Material provided:
········

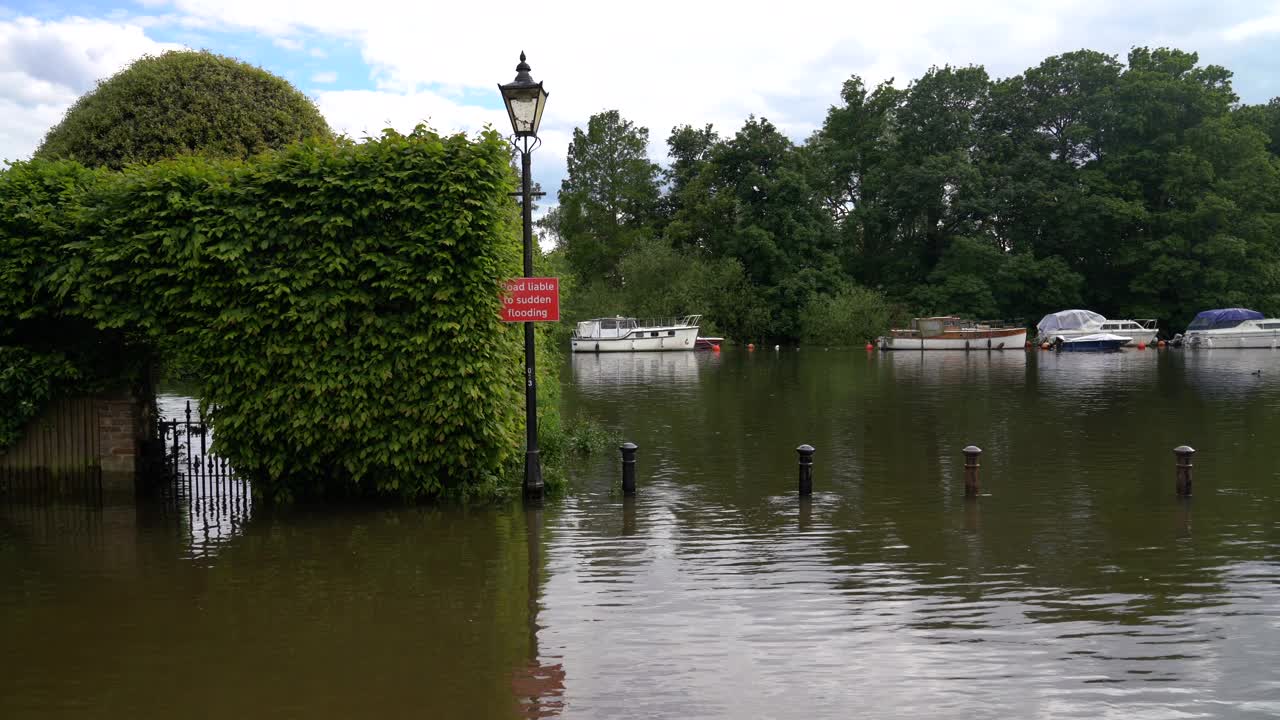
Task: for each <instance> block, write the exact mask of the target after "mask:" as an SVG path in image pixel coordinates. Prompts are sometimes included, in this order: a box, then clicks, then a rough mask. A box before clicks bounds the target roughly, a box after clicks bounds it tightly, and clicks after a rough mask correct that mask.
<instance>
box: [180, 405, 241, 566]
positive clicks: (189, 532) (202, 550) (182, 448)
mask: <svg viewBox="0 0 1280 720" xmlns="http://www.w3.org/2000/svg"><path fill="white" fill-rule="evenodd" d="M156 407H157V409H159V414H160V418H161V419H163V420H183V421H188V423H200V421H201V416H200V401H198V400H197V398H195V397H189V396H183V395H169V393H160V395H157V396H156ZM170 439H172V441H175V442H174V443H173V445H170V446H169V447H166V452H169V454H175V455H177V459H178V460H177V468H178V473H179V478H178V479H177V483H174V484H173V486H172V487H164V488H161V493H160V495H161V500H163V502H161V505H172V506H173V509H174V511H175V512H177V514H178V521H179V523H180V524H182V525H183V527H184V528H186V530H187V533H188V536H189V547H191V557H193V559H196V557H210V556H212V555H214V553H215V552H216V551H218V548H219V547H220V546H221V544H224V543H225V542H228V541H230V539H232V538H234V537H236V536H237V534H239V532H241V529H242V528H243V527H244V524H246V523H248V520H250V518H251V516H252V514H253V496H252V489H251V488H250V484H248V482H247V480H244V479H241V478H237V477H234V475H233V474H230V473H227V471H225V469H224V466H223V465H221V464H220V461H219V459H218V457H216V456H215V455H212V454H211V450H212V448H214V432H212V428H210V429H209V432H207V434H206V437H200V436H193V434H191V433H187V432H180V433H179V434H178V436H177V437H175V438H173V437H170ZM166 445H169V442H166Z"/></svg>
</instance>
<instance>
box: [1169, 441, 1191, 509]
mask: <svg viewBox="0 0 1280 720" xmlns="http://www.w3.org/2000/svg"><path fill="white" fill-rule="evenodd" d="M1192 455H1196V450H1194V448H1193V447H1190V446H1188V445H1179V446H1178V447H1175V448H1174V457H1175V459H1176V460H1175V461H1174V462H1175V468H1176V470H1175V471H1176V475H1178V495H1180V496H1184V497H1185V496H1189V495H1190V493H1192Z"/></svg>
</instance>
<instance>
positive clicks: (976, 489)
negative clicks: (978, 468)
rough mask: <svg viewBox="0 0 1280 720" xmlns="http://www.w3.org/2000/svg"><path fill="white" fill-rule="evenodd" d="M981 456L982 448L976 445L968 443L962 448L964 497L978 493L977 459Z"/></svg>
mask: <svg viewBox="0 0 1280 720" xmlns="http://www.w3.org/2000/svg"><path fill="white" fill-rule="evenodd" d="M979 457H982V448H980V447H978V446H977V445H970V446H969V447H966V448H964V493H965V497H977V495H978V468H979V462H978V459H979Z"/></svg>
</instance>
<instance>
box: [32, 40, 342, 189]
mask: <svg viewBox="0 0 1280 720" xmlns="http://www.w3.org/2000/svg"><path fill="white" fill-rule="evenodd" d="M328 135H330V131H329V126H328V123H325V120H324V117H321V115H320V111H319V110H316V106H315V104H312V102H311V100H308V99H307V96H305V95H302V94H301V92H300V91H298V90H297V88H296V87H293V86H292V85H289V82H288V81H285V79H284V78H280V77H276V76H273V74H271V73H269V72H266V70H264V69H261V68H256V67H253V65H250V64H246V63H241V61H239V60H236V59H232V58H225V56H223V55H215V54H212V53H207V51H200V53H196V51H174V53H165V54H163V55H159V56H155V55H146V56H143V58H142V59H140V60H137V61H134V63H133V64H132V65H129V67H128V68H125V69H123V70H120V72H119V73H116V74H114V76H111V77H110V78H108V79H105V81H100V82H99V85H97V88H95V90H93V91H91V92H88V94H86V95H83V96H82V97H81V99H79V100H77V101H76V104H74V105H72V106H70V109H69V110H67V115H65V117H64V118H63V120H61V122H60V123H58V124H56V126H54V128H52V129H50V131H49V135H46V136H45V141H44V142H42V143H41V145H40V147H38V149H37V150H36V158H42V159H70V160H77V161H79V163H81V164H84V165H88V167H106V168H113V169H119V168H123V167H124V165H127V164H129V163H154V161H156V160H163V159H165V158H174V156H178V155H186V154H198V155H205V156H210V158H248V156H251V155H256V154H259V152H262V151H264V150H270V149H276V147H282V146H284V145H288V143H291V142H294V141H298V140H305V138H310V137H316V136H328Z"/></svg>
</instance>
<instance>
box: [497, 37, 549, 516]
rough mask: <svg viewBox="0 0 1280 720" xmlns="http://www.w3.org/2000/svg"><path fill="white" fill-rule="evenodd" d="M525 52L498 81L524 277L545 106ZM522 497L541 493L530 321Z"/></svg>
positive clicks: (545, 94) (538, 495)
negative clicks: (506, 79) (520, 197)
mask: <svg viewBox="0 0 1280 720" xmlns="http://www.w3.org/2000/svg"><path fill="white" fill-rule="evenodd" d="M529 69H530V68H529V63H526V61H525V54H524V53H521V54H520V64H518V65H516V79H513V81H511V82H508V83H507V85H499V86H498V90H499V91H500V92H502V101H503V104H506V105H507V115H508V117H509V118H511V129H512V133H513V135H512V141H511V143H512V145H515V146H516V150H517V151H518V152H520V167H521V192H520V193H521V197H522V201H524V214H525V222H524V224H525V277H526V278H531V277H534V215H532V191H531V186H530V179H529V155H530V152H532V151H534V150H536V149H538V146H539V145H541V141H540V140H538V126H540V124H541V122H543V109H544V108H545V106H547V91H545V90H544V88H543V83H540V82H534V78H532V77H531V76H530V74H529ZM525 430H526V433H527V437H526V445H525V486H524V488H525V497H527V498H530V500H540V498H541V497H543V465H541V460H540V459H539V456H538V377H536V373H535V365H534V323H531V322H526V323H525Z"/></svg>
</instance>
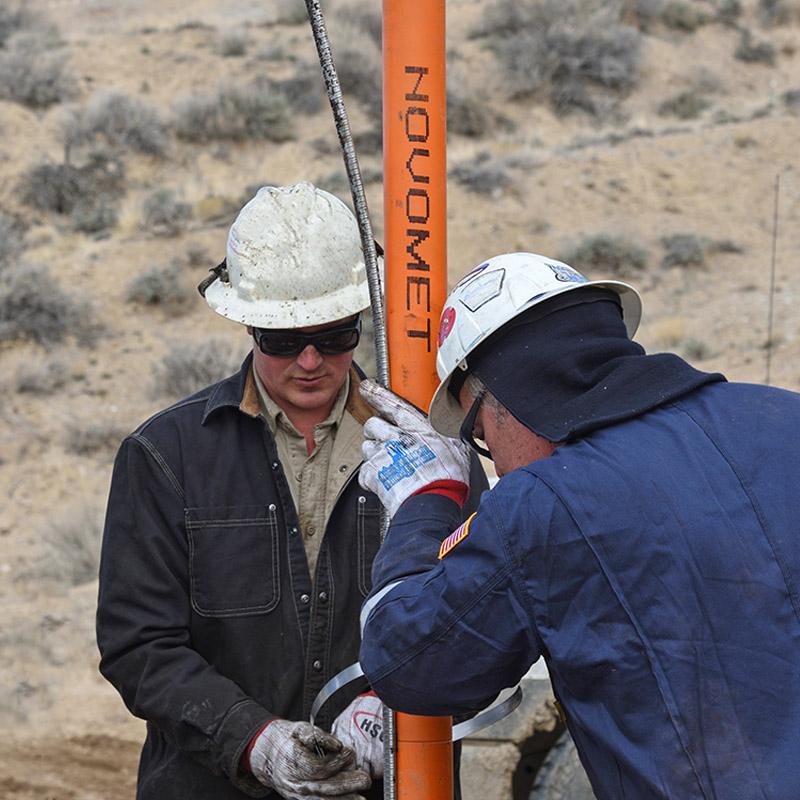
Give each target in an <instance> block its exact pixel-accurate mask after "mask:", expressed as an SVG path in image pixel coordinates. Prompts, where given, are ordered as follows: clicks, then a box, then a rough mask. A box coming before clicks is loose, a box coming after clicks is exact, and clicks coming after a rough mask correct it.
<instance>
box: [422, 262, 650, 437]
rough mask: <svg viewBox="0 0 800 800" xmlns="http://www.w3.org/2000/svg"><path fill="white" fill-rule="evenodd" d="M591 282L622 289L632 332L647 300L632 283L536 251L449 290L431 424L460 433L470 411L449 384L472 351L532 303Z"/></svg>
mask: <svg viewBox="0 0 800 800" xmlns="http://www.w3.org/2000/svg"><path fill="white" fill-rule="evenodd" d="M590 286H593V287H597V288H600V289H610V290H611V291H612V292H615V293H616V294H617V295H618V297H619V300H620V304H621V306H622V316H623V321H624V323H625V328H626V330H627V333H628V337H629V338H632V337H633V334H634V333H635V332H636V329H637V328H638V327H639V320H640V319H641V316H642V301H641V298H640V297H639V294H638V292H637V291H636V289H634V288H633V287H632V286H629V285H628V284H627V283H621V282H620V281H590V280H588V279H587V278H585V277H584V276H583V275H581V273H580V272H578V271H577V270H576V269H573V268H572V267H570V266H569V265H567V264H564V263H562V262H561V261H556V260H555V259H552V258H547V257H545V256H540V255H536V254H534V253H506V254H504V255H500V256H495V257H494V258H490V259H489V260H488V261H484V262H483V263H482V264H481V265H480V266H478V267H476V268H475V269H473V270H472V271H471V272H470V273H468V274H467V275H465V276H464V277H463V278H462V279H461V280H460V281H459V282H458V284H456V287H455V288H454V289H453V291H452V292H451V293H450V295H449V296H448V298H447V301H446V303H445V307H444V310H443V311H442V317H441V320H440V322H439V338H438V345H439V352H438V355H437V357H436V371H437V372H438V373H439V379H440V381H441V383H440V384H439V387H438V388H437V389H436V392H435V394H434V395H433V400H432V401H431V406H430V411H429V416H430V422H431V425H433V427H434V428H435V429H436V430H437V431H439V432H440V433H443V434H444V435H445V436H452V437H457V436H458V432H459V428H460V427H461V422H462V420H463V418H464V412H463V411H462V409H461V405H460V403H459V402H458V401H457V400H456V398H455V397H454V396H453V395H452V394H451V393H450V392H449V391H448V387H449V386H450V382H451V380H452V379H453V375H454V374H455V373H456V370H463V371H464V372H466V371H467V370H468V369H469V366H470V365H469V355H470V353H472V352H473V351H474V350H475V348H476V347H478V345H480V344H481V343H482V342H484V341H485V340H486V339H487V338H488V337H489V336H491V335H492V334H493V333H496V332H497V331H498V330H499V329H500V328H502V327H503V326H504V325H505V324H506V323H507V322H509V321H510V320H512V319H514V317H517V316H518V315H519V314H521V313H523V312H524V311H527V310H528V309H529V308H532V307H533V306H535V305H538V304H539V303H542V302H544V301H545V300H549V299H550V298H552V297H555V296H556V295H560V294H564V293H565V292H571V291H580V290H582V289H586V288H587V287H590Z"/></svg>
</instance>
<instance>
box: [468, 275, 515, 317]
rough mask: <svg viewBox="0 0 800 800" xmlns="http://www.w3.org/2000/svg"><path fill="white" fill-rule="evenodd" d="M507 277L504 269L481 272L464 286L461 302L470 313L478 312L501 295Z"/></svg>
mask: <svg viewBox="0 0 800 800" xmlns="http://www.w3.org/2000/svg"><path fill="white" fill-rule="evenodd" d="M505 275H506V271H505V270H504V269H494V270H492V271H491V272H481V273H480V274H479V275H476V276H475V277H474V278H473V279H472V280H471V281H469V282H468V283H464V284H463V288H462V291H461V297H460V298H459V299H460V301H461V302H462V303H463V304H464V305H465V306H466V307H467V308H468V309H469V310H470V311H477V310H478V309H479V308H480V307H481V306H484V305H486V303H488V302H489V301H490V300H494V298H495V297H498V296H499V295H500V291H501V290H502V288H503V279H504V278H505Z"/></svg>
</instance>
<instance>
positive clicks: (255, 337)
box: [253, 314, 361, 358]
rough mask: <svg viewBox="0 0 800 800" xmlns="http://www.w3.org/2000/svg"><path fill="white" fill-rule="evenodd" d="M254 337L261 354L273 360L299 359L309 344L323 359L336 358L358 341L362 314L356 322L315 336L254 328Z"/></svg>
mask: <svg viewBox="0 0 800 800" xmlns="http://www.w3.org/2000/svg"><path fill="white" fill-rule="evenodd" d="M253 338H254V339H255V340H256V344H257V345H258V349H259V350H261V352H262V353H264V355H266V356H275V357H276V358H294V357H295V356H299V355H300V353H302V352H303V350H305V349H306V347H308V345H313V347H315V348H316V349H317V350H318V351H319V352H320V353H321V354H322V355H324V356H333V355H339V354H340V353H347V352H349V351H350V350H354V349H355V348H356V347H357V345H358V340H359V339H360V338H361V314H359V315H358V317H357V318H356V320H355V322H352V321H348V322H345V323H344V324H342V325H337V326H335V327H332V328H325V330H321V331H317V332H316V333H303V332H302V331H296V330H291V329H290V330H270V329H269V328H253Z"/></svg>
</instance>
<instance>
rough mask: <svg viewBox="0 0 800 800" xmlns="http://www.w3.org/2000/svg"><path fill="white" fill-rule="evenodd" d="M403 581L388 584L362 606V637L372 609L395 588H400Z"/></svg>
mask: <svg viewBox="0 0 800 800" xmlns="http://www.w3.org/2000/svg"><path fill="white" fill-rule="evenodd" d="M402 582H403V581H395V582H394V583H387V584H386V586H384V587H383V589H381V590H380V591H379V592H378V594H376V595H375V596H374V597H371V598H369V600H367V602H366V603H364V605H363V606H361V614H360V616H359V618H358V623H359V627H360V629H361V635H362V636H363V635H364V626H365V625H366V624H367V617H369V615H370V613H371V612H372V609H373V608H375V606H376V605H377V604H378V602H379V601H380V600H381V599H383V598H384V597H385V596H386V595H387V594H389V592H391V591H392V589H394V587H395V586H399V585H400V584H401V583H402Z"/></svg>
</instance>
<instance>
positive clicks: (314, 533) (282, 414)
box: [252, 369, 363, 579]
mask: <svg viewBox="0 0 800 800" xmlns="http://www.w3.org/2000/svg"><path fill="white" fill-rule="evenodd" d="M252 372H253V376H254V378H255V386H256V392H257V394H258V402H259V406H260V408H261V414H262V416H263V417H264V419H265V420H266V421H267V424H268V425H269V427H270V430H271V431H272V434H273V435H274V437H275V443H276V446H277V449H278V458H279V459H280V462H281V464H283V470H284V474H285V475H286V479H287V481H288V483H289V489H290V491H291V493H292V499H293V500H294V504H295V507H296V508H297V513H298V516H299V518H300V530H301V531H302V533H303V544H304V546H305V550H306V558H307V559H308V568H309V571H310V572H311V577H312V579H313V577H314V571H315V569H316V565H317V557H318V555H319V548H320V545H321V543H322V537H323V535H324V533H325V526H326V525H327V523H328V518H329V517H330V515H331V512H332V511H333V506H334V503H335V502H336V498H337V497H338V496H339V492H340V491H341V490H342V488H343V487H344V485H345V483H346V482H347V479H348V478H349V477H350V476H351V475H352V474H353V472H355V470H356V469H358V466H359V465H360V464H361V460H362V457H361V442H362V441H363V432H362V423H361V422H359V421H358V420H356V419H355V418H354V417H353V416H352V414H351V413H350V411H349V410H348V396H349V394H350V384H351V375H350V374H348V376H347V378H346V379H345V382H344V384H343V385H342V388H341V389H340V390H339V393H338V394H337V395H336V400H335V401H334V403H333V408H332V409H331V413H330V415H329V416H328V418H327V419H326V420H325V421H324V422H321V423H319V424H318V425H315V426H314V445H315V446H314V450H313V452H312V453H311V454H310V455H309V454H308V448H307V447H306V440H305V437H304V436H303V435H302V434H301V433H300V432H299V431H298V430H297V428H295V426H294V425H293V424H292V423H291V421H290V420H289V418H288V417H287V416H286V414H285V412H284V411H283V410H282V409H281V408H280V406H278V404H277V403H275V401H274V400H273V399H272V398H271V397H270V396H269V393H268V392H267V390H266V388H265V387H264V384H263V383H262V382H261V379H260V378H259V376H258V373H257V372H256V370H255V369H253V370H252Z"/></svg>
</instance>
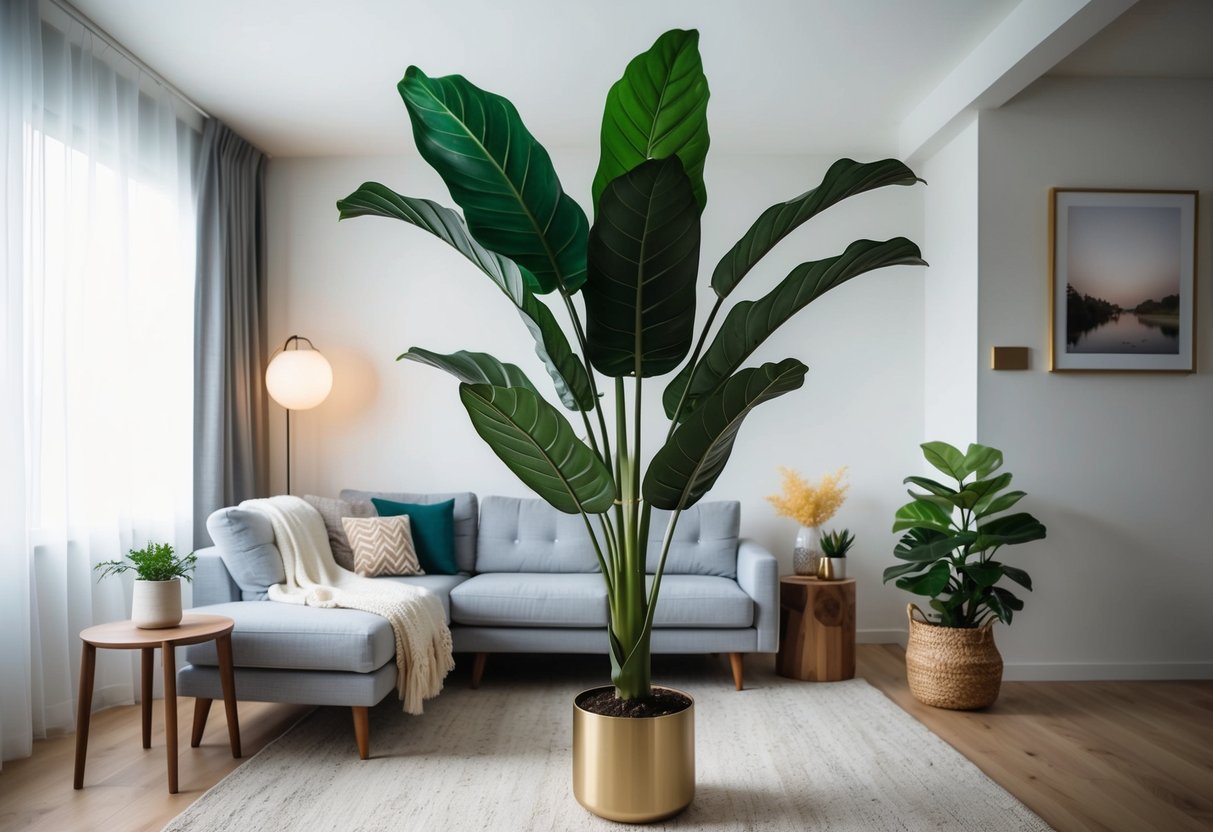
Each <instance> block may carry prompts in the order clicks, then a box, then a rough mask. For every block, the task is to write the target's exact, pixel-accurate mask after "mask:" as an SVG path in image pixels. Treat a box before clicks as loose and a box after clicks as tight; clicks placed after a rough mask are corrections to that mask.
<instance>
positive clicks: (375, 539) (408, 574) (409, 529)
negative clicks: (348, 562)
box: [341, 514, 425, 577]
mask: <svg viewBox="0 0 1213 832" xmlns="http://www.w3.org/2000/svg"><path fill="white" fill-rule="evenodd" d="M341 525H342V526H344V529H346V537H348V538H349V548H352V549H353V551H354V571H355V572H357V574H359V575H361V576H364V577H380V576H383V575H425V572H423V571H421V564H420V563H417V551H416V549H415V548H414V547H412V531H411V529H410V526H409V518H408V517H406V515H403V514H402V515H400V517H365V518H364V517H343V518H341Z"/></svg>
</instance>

········

Action item:
Each line from the start of the entries through the line with "box: [180, 405, 241, 566]" is to be restated exactly, and the pictures are to be skipped.

Task solution:
Task: for each <instance> block, write the exact mask of the target after "mask:" as an SVG path in image pixel coordinates. Prompts are sometimes included, in this order: a box, then clicks, then a rough mask. A box before clicks bounds the target roughly, a box after clicks bounds it tightly, and clicks after a rough mask correct that mask.
<instance>
box: [180, 405, 241, 566]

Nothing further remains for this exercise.